»»

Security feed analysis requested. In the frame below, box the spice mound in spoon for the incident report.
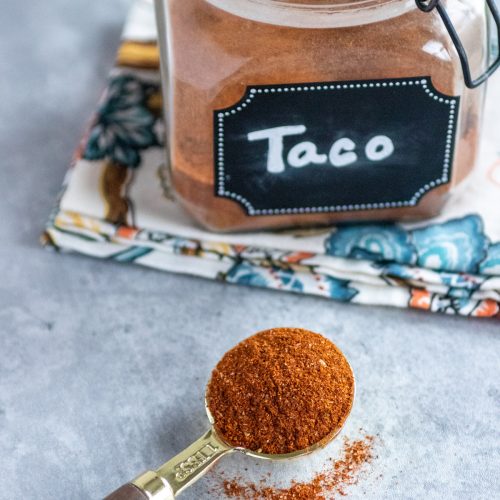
[207,328,354,454]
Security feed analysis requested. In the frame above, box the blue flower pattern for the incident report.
[325,215,494,278]
[83,75,159,168]
[480,243,500,275]
[411,215,489,273]
[326,224,416,264]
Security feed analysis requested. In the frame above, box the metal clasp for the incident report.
[415,0,500,89]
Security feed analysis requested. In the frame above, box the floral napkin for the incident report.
[45,0,500,317]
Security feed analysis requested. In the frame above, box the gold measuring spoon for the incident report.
[105,334,355,500]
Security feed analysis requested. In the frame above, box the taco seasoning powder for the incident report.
[207,328,354,454]
[157,0,488,231]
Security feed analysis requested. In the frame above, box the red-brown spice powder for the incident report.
[212,436,375,500]
[207,328,354,454]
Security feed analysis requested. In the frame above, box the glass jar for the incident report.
[157,0,489,231]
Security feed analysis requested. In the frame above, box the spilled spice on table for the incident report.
[211,436,376,500]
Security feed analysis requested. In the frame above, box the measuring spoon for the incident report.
[105,358,355,500]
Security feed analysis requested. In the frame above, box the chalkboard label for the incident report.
[214,77,460,216]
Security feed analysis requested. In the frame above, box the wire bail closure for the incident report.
[415,0,500,89]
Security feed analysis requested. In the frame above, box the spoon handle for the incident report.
[104,483,148,500]
[105,428,235,500]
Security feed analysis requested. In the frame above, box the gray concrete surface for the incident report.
[0,0,500,500]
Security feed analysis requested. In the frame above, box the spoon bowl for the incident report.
[105,338,356,500]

««

The exercise: Copy out everything from the line containing "closure for the incident report." down to the last line of the items, with no changes.

Task solution:
Security feed analysis requested. In the frame above, box the wire bail closure for the incident report.
[415,0,500,89]
Security feed analysis requested. In the frame above, box the spoon handle for the incident report.
[104,483,148,500]
[105,428,235,500]
Security feed analysis requested. In the frame above, box the gray concrete surface for the incident report.
[0,0,500,500]
Security feed analysis requested. In the frame above, box the spoon bowl for the incident report.
[105,338,356,500]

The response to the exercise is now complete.